● **Consignes de l'exercice**
1. Répondez à ces questions d'après l'article sur l'avortement dans la campagne présidentielle américaine :
(a) Au-delà de combien de semaines de grossesse la loi géorgienne interdit-elle l'avortement ?
(b) Selon le sondage New York Times / Siena College, quel pourcentage des personnes interrogées fait davantage confiance à Kamala Harris qu'à Donald Trump sur ce sujet ?
(c) Combien d'États organiseront des référendums sur l'avortement en même temps que le scrutin présidentiel ?
2. Dans l'article sur l'avortement dans la campagne présidentielle américaine, relevez tous les États-clés dotés d'une législation restrictive sur l'IVG.
3. Rédigez la suite de l'article sur l'avortement dans la campagne présidentielle américaine.

En Géorgie, la loi interdit l’avortement au-delà de six semaines de grossesse. Et si elle prévoit la possibilité pour un médecin d’intervenir si la vie de la femme enceinte est en danger, les ONG dénoncent régulièrement l’effet dissuasif qu’entraîne le flou autour de cette notion.
"Voyez-vous, en raison de l’interdiction d’avorter de Trump, ces médecins auraient été passibles de dix ans de prison pour lui avoir fourni les soins dont elle avait besoin", a accusé Kamala Harris. "Elle devrait être en vie aujourd’hui", a-t-elle résumé, rappelant la conclusion des experts : son décès était "évitable".
En fin de meeting, Kamala Harris a finalement appelé à la mobilisation générale dans les urnes le 5 novembre, brandissant une dernière menace : "Si Donald Trump est réélu, je suis certaine qu’il signerait une interdiction nationale de l’avortement, qui le rendrait illégal dans tous les États."
Les femmes, un électorat majeur
Avec cette position claire, Kamala Harris parvient à mobiliser un électorat essentiel dans la course à la Maison Blanche : les femmes.
Selon un sondage New York Times / Siena College mené début août, la question de l'avortement est non seulement la deuxième cause de préoccupation des électeurs après l'économie, mais aussi la première chez les femmes de moins de 45 ans. Et 56 % des personnes interrogées affirment faire davantage confiance à Kamala Harris qu'à Donald Trump pour gérer ce sujet. D'après ce même sondage, la candidate démocrate remporte par ailleurs les suffrages de l'électorat féminin avec 15 points d'avance sur le candidat républicain.
Or, le sujet pourrait les inciter à se mobiliser massivement dans certains États-clés. Parmi les "Swing States", où va se jouer l'issue de l'élection, cinq ont en effet une législation restrictive sur l'IVG – l'Arizona, la Caroline du Nord, la Pennsylvanie, le Wisconsin et la Géorgie. Sans compter qu'au total, dix États dont deux États-clés – l’Arizona et le Nevada – organiseront des référendums sur la question spécifique de l’avortement en même temps que le scrutin présidentiel.
Le sujet, aujourd'hui, semble ainsi dépasser le clivage entre démocrates et républicains.
"Traditionnellement, aux États-Unis, on observe un clivage entre démocrates, favorables à l’accès à l’avortement, et républicains, plus rétifs. Mais depuis la décision de la Cour suprême de 2022, les lignes sont moins claires", explique la professeure Elisa Chelle, spécialiste des États-Unis à l'Université Paris Nanterre, dans un article paru dans The Conversation. "Ainsi, la position la plus radicale sur l’avortement, consistant à l’interdire même en cas d’inceste, de viol ou de mise en danger de la vie de la mère, est rejetée par la majorité des électrices républicaines."

● **Données fournies**

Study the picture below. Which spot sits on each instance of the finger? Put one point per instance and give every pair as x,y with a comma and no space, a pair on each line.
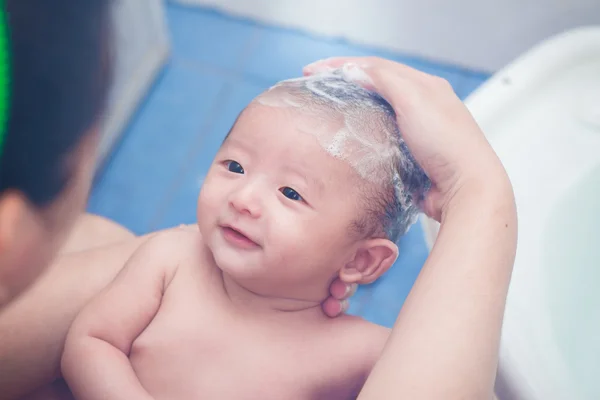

● **Réponses par consigne**
1.
(a) Six semaines.
(b) 56 %.
(c) Dix États.

2. L'Arizona, la Caroline du Nord, la Pennsylvanie, le Wisconsin et la Géorgie.

3.
En témoignent les élections de mi-mandat en 2022, quelques mois après la révocation de l'arrêt Roe vs Wade. La totalité des référendums locaux ont fait ressortir une volonté de protection du droit à l’avortement, même dans des bastions républicains comme le Kansas ou le Montana.
En face, les hésitations de Donald Trump
Face à ce constat, Donald Trump semble avancer en terrain miné et souffler le chaud et le froid. S'il vante à l'envi sa participation à la fin de l'arrêt Roe vs Wade, il se défend en même temps de tout projet qui limiterait davantage les droits reproductifs dans le pays.
Lors des primaires républicaines début 2024, il s’est ainsi dit favorable à l’autorisation de l’avortement jusqu’à un délai de 15 à 16 semaines, tout en laissant la décision aux États.
Le 19 août, il s'est aussi engagé sur la chaîne CBS à s'opposer à toute interdiction fédérale de l'avortement. En parallèle, il a promis qu'en cas de victoire, il n'imposerait aucune limite à la vente de pilules abortives – un recours essentiel, et anonyme, pour les femmes n'ayant pas accès à l'IVG dans leur État. Il est même allé encore plus loin, assurant que s'il redevenait président, le coût des fécondations in vitro (FIV) serait pris en charge soit par le gouvernement fédéral, soit par les assurances de santé privées.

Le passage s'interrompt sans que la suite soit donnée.